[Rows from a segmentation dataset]
######
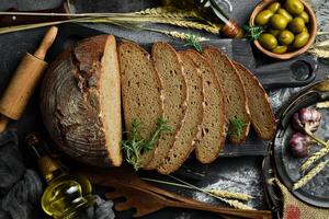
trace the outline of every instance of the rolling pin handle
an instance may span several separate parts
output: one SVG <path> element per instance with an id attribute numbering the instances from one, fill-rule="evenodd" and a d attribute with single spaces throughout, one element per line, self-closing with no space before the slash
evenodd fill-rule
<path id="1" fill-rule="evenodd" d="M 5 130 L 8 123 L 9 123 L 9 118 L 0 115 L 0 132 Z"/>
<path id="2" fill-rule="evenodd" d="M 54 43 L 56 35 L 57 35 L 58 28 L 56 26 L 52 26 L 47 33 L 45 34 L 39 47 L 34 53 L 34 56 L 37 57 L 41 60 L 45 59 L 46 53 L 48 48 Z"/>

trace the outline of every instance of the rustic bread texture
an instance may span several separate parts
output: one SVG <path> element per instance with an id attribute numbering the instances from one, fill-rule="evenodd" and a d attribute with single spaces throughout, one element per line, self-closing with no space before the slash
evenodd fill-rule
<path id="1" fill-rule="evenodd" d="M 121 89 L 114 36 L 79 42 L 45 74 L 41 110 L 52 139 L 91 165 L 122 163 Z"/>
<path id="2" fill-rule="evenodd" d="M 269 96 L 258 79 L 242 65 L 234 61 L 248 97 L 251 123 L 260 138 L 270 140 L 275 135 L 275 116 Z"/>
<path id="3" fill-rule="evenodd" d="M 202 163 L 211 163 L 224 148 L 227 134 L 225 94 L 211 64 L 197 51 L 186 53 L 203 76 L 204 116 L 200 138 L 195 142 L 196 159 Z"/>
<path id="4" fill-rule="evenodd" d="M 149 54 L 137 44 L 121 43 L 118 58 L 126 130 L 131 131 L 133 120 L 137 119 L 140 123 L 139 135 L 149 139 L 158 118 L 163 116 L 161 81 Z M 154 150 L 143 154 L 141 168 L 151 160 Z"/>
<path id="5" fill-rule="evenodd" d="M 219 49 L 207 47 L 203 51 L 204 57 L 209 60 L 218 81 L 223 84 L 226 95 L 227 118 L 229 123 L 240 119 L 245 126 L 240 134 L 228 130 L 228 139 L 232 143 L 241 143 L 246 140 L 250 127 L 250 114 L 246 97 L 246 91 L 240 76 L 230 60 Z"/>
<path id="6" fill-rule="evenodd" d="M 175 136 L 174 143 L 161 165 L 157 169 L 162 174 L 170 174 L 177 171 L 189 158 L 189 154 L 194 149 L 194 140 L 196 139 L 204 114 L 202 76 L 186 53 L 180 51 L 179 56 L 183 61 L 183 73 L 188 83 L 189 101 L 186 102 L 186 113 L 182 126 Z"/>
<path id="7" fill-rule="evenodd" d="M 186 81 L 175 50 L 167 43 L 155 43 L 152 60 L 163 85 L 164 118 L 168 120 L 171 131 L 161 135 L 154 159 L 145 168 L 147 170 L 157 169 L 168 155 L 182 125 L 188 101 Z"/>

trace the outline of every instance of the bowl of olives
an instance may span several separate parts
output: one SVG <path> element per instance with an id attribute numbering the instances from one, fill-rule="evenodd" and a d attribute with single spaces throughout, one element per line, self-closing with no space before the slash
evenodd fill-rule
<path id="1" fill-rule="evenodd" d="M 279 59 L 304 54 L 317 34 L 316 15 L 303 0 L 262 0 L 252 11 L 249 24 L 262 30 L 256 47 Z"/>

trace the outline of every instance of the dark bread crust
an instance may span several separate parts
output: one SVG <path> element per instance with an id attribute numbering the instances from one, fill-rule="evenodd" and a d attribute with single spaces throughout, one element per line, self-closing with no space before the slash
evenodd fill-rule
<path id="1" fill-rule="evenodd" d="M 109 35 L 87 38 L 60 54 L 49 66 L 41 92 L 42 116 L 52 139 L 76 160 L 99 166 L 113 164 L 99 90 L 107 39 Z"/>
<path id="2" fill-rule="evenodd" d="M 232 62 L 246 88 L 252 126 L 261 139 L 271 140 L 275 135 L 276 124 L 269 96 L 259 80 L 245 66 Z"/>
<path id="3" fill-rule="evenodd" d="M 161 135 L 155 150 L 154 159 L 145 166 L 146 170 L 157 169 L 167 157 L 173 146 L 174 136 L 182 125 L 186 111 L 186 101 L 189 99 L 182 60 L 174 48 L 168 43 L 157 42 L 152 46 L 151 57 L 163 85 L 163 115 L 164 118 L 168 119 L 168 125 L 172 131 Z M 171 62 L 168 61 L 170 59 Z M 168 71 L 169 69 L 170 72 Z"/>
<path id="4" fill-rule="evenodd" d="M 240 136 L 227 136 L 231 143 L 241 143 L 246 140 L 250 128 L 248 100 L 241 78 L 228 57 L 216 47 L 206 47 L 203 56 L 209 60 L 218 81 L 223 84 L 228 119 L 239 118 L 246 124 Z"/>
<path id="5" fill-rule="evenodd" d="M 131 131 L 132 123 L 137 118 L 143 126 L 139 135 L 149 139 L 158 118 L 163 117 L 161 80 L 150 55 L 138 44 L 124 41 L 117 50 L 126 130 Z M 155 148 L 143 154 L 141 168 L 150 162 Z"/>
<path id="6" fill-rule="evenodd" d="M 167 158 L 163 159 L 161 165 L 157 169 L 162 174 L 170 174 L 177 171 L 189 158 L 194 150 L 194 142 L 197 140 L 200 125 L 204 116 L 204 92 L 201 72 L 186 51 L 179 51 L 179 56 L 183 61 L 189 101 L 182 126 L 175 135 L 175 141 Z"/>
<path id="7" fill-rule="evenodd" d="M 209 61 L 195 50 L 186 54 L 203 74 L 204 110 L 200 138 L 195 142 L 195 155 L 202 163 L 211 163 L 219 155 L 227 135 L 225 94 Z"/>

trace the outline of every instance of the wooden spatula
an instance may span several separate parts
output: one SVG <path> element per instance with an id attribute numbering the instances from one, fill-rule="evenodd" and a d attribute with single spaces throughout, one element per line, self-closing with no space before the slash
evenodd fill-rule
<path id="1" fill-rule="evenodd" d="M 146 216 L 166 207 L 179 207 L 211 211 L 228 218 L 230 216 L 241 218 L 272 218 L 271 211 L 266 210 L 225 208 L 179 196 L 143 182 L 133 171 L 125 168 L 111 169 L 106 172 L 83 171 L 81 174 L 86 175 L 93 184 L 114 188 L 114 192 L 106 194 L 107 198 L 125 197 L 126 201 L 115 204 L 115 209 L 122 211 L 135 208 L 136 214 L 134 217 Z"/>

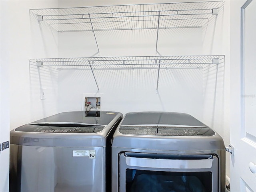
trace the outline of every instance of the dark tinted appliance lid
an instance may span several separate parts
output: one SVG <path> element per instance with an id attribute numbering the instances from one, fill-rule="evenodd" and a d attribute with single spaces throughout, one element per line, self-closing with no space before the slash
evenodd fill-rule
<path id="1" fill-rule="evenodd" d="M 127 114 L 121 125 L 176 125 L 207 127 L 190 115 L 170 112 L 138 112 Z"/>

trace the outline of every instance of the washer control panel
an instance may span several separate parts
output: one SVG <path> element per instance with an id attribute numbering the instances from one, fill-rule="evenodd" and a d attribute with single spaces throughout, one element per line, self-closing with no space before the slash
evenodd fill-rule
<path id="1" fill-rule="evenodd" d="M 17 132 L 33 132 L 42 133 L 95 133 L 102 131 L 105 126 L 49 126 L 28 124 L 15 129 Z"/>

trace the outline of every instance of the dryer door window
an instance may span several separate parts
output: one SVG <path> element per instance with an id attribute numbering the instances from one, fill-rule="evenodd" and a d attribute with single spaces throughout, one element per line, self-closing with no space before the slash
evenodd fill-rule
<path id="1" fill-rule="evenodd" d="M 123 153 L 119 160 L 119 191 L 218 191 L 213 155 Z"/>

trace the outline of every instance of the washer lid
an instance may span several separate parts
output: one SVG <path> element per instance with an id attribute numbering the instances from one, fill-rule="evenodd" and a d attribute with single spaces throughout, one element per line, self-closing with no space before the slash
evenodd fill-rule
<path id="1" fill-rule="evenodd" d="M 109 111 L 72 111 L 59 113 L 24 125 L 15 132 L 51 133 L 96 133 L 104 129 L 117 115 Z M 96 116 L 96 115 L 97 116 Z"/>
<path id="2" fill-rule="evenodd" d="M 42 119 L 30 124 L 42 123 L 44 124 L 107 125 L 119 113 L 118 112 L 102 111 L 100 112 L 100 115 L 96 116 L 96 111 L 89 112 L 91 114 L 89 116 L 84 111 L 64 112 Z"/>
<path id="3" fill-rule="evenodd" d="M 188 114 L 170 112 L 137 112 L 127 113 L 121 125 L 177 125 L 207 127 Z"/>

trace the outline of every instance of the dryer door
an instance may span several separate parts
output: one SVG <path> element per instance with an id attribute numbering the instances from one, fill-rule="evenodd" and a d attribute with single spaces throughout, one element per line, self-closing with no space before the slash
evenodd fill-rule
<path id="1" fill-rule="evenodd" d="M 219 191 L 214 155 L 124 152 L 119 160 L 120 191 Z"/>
######
Rewrite everything from the line containing "trace the outline of every instance of the rustic" down to the line containing "149 54 L 137", swapping "separate parts" for "distinct pieces" and leaving everything else untouched. Return only those lines.

• _Exercise result_:
trace the outline of every instance of the rustic bread texture
an instance may span several distinct pieces
output: one SVG <path> element per instance with an id attribute numbering the instances from one, fill-rule="evenodd" and a d attribute with single spaces throughout, one element per line, self-closing with no space before the slash
evenodd fill-rule
<path id="1" fill-rule="evenodd" d="M 121 89 L 114 36 L 79 42 L 45 74 L 41 110 L 52 139 L 91 165 L 122 163 Z"/>
<path id="2" fill-rule="evenodd" d="M 269 96 L 258 79 L 242 65 L 234 61 L 248 97 L 251 123 L 260 138 L 270 140 L 275 135 L 275 116 Z"/>
<path id="3" fill-rule="evenodd" d="M 202 163 L 211 163 L 224 148 L 227 134 L 225 94 L 211 64 L 197 51 L 186 53 L 203 76 L 204 116 L 200 138 L 195 142 L 196 159 Z"/>
<path id="4" fill-rule="evenodd" d="M 149 54 L 137 44 L 121 43 L 118 58 L 126 130 L 131 131 L 133 120 L 137 119 L 140 123 L 139 135 L 149 139 L 158 118 L 163 116 L 161 81 Z M 154 150 L 143 154 L 141 168 L 151 160 Z"/>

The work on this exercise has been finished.